◆ **WHAT THE TASK REQUIRES**:
Please rewrite the lines of the rows below as a Markdown table with two columns, Line No. and Text. Skip blank lines and leave the pictures out.

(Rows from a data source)

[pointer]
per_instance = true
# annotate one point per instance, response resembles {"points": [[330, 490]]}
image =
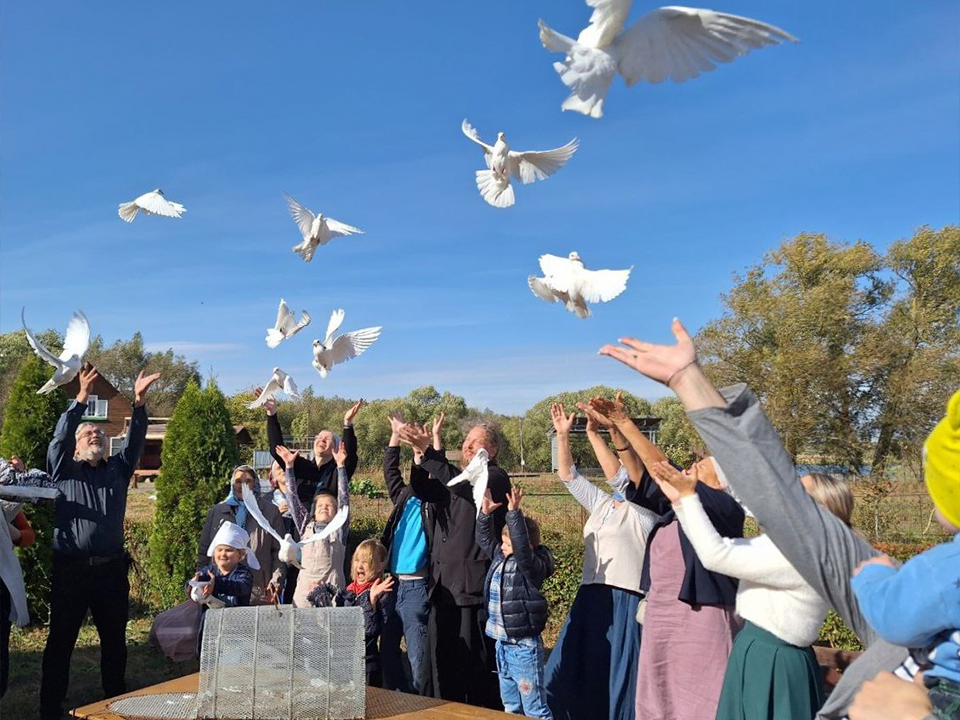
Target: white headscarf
{"points": [[235, 536]]}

◆ **EXERCISE OUTPUT**:
| Line No. | Text |
|---|---|
| 1 | [pointer] |
| 2 | per_instance = true |
| 3 | # annotate one point per instance, response resembles {"points": [[330, 490]]} |
| 4 | image = |
| 5 | Target: white headscarf |
| 6 | {"points": [[235, 536]]} |